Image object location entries
● ● ●

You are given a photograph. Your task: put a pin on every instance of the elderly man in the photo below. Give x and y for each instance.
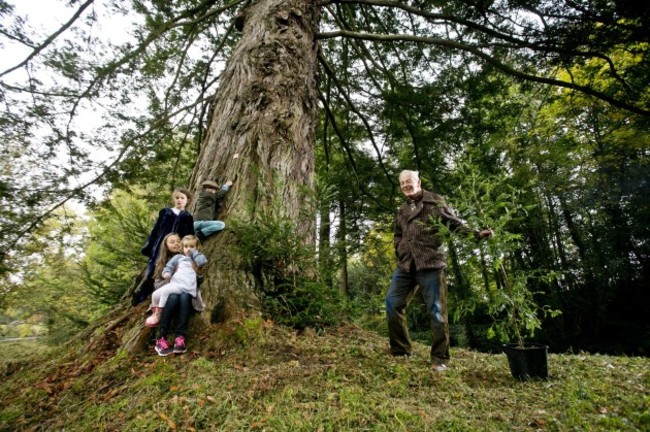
(421, 261)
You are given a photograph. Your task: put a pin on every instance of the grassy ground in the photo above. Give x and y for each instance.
(276, 380)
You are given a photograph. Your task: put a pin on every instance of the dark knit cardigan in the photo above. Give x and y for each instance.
(417, 239)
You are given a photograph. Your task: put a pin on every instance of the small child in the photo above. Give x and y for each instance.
(181, 271)
(208, 207)
(170, 220)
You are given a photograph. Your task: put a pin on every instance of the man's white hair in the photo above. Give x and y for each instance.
(414, 174)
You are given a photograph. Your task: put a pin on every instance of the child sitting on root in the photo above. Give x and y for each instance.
(181, 271)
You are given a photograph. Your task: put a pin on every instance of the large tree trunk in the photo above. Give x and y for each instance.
(265, 110)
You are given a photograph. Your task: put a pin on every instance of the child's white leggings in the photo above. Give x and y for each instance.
(160, 296)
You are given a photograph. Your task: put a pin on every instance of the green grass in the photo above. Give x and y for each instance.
(342, 380)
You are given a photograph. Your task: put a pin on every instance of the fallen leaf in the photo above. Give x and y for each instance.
(169, 421)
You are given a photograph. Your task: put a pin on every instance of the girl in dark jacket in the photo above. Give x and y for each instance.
(170, 219)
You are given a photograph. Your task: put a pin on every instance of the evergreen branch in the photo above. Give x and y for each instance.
(50, 38)
(489, 59)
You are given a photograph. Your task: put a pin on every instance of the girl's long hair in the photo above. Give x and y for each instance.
(197, 243)
(163, 256)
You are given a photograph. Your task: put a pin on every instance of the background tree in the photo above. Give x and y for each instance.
(242, 77)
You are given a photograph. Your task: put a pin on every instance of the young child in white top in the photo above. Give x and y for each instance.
(181, 272)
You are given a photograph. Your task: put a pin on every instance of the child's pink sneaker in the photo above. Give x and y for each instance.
(162, 347)
(179, 345)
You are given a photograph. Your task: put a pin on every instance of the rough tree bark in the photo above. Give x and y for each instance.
(265, 110)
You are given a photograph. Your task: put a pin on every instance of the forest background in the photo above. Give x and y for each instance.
(531, 118)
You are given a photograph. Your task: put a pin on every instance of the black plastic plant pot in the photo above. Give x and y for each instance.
(529, 362)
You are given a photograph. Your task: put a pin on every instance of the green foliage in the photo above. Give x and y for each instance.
(283, 266)
(341, 380)
(507, 289)
(116, 232)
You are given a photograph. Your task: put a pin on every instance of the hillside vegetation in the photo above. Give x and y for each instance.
(266, 378)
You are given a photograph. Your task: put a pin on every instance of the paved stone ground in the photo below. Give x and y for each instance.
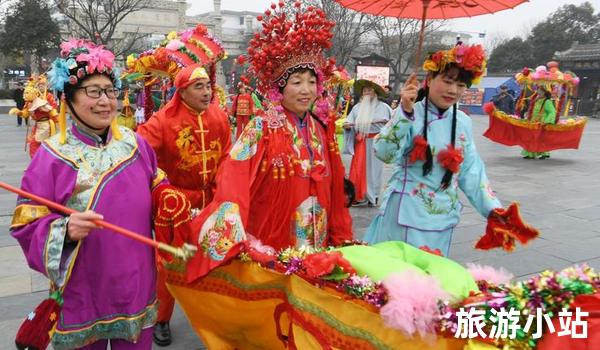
(560, 196)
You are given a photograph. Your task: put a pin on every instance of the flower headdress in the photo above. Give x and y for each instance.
(78, 59)
(288, 42)
(470, 58)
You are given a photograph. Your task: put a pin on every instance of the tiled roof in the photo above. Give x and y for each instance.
(580, 52)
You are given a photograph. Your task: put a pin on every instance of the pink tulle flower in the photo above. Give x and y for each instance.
(174, 45)
(186, 35)
(67, 46)
(412, 303)
(98, 59)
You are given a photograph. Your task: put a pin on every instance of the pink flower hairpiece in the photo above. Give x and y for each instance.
(98, 59)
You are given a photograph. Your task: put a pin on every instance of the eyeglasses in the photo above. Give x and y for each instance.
(96, 92)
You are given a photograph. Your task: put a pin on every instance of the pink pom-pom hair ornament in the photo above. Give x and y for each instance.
(412, 303)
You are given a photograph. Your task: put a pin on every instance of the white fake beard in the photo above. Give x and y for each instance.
(366, 111)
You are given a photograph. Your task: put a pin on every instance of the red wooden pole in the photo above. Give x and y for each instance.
(183, 252)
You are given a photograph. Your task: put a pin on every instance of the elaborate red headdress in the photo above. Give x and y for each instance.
(288, 42)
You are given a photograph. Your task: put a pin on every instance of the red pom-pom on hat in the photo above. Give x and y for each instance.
(451, 158)
(489, 108)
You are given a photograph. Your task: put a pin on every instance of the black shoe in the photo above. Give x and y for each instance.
(162, 334)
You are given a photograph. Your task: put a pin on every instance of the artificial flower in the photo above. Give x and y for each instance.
(98, 59)
(323, 263)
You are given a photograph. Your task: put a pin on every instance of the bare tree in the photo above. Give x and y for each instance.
(350, 28)
(398, 39)
(97, 20)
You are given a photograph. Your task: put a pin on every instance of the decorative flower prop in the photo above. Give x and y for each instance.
(289, 41)
(328, 266)
(412, 305)
(470, 58)
(80, 58)
(504, 228)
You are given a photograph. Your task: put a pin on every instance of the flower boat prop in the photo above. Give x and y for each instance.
(387, 296)
(511, 130)
(522, 130)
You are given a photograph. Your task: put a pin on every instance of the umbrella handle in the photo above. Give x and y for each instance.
(421, 36)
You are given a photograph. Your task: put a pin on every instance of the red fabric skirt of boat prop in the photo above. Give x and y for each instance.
(534, 137)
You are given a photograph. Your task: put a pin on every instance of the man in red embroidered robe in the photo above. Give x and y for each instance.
(241, 109)
(190, 136)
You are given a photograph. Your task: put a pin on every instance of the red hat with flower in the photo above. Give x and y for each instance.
(470, 58)
(288, 41)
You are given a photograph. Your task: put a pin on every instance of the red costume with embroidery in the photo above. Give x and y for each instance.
(283, 182)
(41, 107)
(189, 147)
(242, 108)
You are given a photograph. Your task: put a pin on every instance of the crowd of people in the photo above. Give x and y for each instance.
(276, 177)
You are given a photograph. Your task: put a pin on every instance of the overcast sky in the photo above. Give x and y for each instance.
(506, 23)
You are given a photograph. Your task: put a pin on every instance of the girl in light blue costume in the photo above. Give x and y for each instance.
(420, 204)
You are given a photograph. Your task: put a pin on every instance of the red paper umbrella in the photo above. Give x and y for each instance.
(429, 9)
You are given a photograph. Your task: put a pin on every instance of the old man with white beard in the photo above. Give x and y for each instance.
(363, 123)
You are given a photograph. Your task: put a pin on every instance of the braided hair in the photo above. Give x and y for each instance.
(456, 73)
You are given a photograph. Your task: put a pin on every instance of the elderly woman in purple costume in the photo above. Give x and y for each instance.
(105, 172)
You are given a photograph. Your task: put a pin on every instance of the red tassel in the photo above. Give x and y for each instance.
(451, 158)
(419, 150)
(489, 108)
(37, 329)
(504, 228)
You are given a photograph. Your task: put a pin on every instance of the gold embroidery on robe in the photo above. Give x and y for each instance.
(26, 213)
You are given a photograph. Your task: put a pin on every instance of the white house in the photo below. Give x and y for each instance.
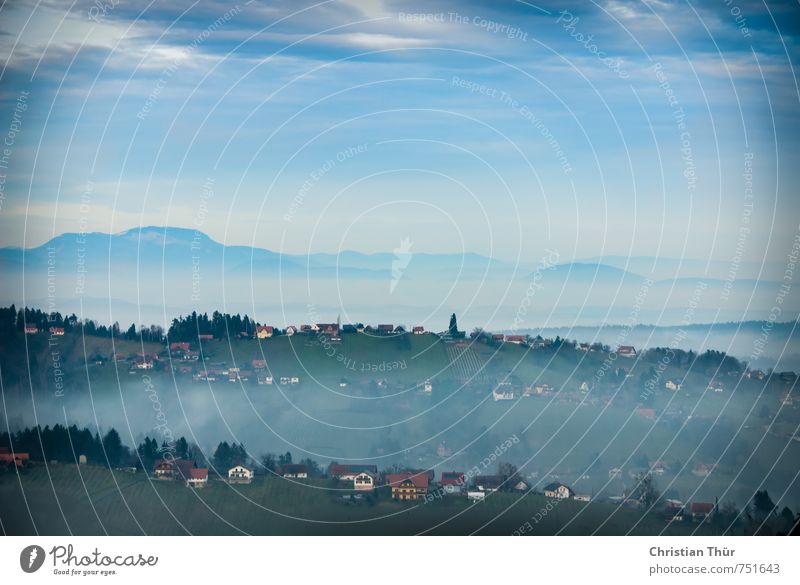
(198, 477)
(364, 482)
(475, 495)
(240, 474)
(558, 491)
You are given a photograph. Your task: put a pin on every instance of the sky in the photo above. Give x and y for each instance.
(504, 128)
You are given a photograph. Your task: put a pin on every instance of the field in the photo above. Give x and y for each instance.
(67, 499)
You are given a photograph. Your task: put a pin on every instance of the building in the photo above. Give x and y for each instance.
(14, 459)
(198, 477)
(364, 482)
(453, 482)
(349, 472)
(294, 471)
(240, 474)
(503, 391)
(264, 331)
(408, 485)
(701, 510)
(558, 491)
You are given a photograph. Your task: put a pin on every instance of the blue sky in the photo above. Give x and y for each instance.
(355, 124)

● ● ●

#### Your objective
Up to and including the last line of the listing, starting at the line with "the red paper", extract every line exactly and leave out the pictures.

#### Task result
You are given a photograph. Your task: put a pin on every instance of the red paper umbrella in the photo above. Give x and y for each instance.
(429, 9)
You are given a photograph. Your task: put a pin on every instance of the old man with white beard in the photo above. Give x and y for each instance.
(363, 123)
You are given a photograph. Your task: put a pin on every instance of the braided hair in the photo above. Give x and y for each instance.
(456, 73)
You are given a photograph. Your task: put a pin on every instance of the elderly woman in purple costume in the photo above. Give x and y for each instance.
(105, 172)
You are given a photograph. Your task: put a pin on every instance of the red tassel in the photo above. Give x and y for each instance.
(451, 158)
(419, 150)
(489, 108)
(37, 329)
(504, 228)
You are given a photograph. Your task: put a pin on every instance of the gold embroidery on robe in the photo above. Give x and y for each instance.
(26, 213)
You are given a photograph. Your task: put a pin on every instance of the white house in the photo below. Give x and y for each instance.
(198, 477)
(364, 482)
(475, 495)
(240, 474)
(558, 491)
You are given a photograph. Your task: put a pin on every instance of the sky in the photo above. Give x and y for each instance.
(504, 128)
You are given a photograph. Your task: put a pin on every instance of the field in the photo above. Give x and y for each instance.
(67, 499)
You are given a photograph. Your task: put a pin on every instance of the building in the photo above. Give x and y for each instance.
(14, 459)
(198, 477)
(364, 482)
(453, 482)
(349, 472)
(294, 471)
(240, 474)
(503, 391)
(264, 331)
(408, 485)
(701, 510)
(558, 491)
You are given a photograph. Your task: put a pin on every instance of the blue sky in the photo above. Give x and y for each instance.
(355, 124)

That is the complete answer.